▶ **What to work on**
Nothing but the exact lines from the one containing "the white lane" through the last line of the records below belongs in your answer.

(Material to process)

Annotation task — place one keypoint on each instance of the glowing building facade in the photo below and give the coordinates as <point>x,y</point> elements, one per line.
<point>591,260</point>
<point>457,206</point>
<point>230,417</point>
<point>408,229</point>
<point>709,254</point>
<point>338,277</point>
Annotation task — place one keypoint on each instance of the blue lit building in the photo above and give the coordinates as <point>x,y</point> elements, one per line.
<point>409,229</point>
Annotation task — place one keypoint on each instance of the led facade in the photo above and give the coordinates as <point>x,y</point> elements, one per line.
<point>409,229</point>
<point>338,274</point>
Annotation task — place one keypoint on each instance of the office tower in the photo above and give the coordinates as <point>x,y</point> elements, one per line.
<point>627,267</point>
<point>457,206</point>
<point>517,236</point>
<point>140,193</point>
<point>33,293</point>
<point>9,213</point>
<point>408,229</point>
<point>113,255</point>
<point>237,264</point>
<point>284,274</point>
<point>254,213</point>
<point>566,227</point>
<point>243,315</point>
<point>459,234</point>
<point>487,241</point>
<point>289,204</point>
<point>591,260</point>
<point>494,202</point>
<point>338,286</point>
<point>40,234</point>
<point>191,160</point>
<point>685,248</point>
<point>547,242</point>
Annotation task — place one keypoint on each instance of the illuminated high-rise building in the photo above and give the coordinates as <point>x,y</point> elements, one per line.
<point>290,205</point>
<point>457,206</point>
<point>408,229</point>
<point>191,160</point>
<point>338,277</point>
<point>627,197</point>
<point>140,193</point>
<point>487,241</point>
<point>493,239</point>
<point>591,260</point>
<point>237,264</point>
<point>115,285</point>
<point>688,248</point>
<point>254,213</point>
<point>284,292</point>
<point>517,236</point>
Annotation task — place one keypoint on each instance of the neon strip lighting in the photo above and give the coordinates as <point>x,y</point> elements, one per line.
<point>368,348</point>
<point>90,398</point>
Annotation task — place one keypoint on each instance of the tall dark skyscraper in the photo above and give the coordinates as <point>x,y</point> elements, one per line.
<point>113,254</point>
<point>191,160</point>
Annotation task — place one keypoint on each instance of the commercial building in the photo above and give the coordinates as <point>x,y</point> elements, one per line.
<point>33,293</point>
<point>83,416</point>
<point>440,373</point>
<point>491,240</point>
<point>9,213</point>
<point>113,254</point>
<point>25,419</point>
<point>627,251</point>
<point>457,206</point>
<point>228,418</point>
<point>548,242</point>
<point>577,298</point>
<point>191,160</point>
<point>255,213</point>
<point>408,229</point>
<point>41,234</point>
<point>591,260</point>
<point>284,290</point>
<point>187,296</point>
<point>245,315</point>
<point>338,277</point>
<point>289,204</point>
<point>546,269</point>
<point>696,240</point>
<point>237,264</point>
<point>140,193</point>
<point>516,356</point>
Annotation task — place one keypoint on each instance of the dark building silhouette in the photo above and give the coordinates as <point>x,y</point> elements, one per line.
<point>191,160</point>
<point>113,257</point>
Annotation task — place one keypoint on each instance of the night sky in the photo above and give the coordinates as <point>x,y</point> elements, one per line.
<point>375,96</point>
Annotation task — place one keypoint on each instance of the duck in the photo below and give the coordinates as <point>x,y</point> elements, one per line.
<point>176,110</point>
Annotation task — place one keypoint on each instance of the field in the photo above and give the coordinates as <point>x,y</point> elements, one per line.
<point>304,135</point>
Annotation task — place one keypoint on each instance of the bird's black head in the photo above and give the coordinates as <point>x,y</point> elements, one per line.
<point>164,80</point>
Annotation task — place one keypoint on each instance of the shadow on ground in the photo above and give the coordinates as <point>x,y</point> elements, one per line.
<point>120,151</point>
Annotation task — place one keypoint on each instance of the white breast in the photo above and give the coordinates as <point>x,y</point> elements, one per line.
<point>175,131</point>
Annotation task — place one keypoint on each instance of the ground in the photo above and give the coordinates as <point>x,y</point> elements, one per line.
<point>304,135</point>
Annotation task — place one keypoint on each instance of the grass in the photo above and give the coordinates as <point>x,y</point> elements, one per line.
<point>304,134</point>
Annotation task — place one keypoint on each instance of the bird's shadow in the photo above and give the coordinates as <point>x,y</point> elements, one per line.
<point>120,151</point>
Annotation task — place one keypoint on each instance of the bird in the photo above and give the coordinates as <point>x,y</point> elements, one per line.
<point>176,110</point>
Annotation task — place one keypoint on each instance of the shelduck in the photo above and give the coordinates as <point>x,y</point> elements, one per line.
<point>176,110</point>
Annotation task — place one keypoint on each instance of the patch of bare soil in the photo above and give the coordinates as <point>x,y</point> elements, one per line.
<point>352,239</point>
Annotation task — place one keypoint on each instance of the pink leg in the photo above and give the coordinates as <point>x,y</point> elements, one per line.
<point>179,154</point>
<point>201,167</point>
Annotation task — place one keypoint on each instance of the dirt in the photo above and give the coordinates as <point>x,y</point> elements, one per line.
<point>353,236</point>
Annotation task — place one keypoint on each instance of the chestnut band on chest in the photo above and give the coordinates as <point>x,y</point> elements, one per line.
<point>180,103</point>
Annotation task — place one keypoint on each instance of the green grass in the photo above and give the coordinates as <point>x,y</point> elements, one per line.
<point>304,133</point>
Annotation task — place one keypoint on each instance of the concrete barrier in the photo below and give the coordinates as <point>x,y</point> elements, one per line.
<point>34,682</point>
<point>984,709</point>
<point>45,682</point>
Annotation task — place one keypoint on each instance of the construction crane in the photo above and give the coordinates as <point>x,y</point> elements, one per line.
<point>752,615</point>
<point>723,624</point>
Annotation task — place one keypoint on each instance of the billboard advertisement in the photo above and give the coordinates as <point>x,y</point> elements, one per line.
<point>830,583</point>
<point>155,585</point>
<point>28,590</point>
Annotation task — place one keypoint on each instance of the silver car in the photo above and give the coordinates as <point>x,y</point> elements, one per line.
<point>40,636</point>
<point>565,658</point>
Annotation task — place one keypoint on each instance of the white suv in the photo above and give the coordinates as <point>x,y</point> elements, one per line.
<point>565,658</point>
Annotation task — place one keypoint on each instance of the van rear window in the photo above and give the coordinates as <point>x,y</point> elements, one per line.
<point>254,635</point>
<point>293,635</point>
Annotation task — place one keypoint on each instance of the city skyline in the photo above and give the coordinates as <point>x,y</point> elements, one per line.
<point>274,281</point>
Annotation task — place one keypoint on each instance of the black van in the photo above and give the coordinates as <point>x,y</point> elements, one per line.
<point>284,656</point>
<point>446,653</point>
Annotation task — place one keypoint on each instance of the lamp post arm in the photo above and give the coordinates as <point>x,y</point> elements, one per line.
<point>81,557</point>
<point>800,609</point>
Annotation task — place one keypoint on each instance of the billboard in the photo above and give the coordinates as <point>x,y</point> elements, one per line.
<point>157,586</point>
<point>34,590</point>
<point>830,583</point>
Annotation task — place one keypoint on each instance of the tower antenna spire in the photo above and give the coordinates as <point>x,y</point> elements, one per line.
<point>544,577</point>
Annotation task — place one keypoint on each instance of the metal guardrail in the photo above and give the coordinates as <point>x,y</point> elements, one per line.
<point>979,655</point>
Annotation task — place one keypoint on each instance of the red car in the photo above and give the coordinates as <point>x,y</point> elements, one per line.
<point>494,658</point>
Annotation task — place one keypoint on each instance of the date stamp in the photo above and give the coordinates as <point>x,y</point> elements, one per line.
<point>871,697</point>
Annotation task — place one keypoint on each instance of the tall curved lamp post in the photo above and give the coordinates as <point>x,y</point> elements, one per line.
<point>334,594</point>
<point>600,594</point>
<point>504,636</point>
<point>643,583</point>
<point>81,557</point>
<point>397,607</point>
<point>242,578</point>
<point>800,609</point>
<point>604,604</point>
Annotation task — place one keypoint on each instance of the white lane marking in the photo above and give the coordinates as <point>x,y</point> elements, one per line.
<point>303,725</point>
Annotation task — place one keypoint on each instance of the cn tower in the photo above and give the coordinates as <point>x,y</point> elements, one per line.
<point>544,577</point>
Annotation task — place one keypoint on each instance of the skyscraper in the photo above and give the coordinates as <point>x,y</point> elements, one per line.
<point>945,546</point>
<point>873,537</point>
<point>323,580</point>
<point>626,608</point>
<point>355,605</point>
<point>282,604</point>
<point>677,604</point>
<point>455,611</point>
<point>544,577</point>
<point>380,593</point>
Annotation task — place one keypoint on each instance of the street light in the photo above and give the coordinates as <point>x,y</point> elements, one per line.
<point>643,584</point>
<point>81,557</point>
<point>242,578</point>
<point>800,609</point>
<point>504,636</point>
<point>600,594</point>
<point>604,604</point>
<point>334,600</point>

(End Material to process)

▶ **The answer**
Annotation task — place one keypoint on each instance of the white lane marking in the photo above and give the coordinates as <point>x,y</point> elements, one per line.
<point>303,725</point>
Annotation task — place one keypoint on each instance of the cn tower in the photo above and give the coordinates as <point>x,y</point> elements, one per line.
<point>544,577</point>
Annotation task — place one keypoint on each instance of the skyscraper in the photo above and give the coordinates as <point>x,y</point> elements, one per line.
<point>945,546</point>
<point>873,537</point>
<point>323,580</point>
<point>626,608</point>
<point>355,605</point>
<point>282,604</point>
<point>677,604</point>
<point>455,611</point>
<point>544,577</point>
<point>380,593</point>
Annotation task — place one keypoint on each instance of the street light in the photo above and give the coordinates as <point>x,y</point> elements, one per line.
<point>643,584</point>
<point>81,557</point>
<point>242,578</point>
<point>800,609</point>
<point>504,636</point>
<point>600,594</point>
<point>604,604</point>
<point>334,600</point>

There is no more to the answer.